> [EXERCISE AIM]
List each line of the entries below that contains the word "white", treating uppercase and lowercase letters as different.

> [INPUT MATERIAL]
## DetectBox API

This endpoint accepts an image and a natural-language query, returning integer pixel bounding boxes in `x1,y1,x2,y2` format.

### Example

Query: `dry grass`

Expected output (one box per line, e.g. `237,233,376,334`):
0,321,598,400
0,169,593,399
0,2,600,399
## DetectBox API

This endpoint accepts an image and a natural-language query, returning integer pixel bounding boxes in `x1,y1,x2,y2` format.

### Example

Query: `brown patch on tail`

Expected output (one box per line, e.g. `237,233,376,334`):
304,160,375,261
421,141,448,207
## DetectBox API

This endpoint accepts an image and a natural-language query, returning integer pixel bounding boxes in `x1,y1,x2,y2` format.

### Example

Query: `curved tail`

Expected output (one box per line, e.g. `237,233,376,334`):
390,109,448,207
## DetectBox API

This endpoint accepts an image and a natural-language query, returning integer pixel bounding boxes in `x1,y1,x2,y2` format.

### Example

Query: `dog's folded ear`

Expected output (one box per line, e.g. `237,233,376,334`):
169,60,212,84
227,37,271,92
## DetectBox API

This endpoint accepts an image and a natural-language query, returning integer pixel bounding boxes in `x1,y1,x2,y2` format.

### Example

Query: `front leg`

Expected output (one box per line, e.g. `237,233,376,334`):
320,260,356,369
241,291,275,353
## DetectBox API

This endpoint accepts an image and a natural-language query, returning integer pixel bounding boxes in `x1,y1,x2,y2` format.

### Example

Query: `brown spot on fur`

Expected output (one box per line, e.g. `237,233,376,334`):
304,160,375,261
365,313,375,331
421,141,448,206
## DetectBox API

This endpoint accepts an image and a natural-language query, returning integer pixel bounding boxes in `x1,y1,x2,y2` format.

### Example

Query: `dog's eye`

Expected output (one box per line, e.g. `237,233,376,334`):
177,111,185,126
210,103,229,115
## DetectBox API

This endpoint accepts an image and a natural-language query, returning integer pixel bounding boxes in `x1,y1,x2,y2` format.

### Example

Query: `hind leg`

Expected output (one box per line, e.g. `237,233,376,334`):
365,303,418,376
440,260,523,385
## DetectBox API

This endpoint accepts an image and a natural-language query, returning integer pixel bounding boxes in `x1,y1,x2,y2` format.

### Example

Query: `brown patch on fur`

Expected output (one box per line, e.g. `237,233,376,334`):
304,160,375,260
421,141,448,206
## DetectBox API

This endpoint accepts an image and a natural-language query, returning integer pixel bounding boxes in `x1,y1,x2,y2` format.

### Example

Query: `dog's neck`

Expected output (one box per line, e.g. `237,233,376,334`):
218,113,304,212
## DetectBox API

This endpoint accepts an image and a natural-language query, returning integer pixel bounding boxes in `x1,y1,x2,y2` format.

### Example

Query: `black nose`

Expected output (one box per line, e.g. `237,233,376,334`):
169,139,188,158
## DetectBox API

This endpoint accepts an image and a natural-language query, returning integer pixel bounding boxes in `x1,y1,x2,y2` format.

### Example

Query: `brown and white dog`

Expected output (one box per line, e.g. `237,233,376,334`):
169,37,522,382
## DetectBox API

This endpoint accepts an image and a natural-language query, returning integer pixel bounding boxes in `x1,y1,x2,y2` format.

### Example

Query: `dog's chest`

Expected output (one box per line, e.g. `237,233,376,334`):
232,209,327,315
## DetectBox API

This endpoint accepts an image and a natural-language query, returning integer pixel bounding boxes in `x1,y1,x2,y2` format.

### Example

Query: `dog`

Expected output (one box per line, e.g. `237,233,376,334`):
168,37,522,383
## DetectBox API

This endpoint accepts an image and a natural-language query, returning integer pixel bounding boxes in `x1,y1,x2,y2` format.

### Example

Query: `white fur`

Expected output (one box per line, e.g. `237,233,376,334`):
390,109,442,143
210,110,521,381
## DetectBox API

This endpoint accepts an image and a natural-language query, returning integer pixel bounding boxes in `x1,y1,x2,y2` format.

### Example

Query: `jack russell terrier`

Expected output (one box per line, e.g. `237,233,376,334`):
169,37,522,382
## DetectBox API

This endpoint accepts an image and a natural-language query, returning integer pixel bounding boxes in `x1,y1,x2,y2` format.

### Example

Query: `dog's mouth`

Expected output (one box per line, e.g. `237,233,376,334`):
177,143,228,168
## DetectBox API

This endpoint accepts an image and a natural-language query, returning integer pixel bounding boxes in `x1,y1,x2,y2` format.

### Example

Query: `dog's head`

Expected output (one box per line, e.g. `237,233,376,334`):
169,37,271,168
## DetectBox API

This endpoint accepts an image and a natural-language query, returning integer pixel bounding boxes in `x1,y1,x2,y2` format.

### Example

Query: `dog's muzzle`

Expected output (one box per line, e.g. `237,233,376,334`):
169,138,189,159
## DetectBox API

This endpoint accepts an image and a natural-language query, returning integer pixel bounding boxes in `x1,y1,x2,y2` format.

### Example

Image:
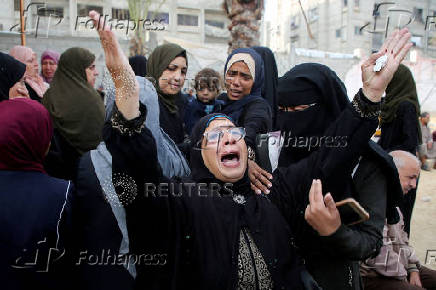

> [ANSWER TO THE EXERCISE]
Query: `brown and white dog`
Query: `white fur`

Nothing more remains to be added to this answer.